---------- Data ----------
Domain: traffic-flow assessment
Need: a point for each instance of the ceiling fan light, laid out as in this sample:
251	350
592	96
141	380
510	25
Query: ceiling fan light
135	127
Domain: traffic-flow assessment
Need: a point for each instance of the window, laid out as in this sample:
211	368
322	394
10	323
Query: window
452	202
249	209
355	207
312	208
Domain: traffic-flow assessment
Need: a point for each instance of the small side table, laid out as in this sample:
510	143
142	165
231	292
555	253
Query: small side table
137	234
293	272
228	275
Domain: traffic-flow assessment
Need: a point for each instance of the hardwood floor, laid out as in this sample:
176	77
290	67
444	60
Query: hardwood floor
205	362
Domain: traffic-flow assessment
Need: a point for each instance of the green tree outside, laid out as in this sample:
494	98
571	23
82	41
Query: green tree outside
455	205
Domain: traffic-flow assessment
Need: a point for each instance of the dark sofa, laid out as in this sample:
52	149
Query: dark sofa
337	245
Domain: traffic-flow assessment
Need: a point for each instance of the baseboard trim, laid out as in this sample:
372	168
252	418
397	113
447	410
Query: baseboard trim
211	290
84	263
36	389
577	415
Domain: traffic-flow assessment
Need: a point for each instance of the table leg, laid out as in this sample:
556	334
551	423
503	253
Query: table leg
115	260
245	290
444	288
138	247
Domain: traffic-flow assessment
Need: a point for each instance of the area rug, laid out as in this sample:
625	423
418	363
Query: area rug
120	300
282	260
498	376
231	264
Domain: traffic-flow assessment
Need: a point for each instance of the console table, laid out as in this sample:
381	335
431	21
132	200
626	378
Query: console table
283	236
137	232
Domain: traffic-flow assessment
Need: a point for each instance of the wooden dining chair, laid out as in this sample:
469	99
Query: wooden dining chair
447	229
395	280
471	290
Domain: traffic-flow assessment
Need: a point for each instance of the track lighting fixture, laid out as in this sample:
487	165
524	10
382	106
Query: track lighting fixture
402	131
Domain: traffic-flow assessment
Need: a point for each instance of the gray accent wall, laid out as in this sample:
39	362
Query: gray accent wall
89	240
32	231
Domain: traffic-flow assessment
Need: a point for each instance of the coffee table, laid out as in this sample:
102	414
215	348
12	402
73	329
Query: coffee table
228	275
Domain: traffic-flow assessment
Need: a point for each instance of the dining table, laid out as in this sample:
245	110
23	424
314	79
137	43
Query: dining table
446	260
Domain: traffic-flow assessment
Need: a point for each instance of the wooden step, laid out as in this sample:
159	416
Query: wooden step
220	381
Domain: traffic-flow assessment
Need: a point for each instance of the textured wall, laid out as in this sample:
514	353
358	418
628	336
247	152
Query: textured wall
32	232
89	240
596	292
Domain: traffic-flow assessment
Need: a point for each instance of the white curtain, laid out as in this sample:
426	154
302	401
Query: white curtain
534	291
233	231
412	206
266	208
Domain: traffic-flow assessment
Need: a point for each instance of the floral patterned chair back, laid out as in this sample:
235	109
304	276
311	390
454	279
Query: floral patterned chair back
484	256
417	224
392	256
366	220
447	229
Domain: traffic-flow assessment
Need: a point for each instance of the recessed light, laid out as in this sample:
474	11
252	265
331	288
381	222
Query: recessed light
----------
_Work required:_ Return every entry verbatim.

_Solution for this task:_
Domain: traffic-flow assessment
Need: a point for each instance of the ceiling fan light, laid out as in this sample:
251	350
592	96
141	380
510	25
Query: ceiling fan light
135	127
Domain: traffic-flow assessment
Need: a point for each instance of the window, laid out as in this sample:
211	368
322	394
10	323
Query: window
452	202
249	209
355	207
312	208
Domain: traffic-flow assessment
Need: a point for each instance of the small side table, laid out as in this sample:
510	143
142	165
231	292
555	253
Query: small side table
137	234
293	272
228	275
Domain: traffic-flow assessment
Need: a point for each instance of the hardwood floor, laid out as in this sample:
176	77
290	67
444	60
Query: hardwood floor
205	362
Domain: traffic-flow assessment
Need: a point for each instance of the green tree outside, laid out as in this sample:
494	98
571	23
82	41
Query: green tree outside
455	205
Domain: traffic-flow assessment
Need: a point for each instance of the dark sofa, laid out as in this sample:
52	149
Query: dark sofa
337	245
Domain: traffic-flow assessment
Need: a point for each instance of the baseboard trim, laid out as in this sample:
372	168
252	418
397	113
447	410
Query: baseboard trim
211	290
84	263
36	389
577	415
Domain: traffic-flow assessment
Need: a point for each instance of the table leg, laid out as in this sample:
556	334
551	423
503	253
Query: table leg
115	260
245	290
444	288
138	247
Domain: traffic-flow assessment
Need: a point for each instance of the area rug, laid out as in this sample:
625	423
418	363
Query: area rug
120	300
282	260
498	376
231	264
Domain: traffic-flow assessment
Need: a point for each instance of the console table, laid out as in this sample:
381	335
431	21
132	200
626	378
Query: console table
283	236
137	232
Domain: traffic-flow assessment
Need: a point for each instance of the wooden dining chair, laid out as in this sample:
469	99
Query: wooden dining chair
447	229
395	280
471	290
Domain: traffic-flow assessment
Need: a point for each instance of the track lighting fixture, laid out as in this sample:
487	165
524	10
382	106
Query: track lighting fixture
402	131
Domain: traffic-flow assessment
Need: a point for each instance of the gray accent wall, laid out as in this sample:
39	362
Query: gray accent wall
89	240
32	231
Domain: traffic-flow assessment
Need: a point for each instance of the coffee table, laid out as in this sample:
102	414
215	348
12	402
73	329
Query: coffee table
228	275
Domain: traffic-flow assessment
Need: a point for each instance of the dining table, laid out as in this sample:
245	110
23	424
314	79
137	43
Query: dining table
446	260
Domain: traffic-flow assessment
Need: a point for each instance of the wooden step, laid out as in this sample:
159	416
Query: wooden step
220	381
Domain: traffic-flow assessment
Need: a point for each instance of the textured wall, laid out as in this sample:
514	353
358	418
628	336
247	152
Query: textured wall
32	232
89	240
596	292
Domain: traffic-flow assessment
Need: a point for each instance of the white curtain, laid out as in this sample:
426	154
302	401
Query: white curtain
534	291
233	231
412	206
266	208
Domain: traffic-flow assessment
Need: a point for each instance of the floral patterned chair back, laid out as in this sample:
235	109
304	276
311	390
454	279
Query: floral patterned chair back
484	256
417	224
392	256
366	220
447	229
Domain: traffic-flow assessment
Need: a point for each instance of the recessed light, laid out as in this sample:
474	11
252	265
331	288
381	222
Query: recessed light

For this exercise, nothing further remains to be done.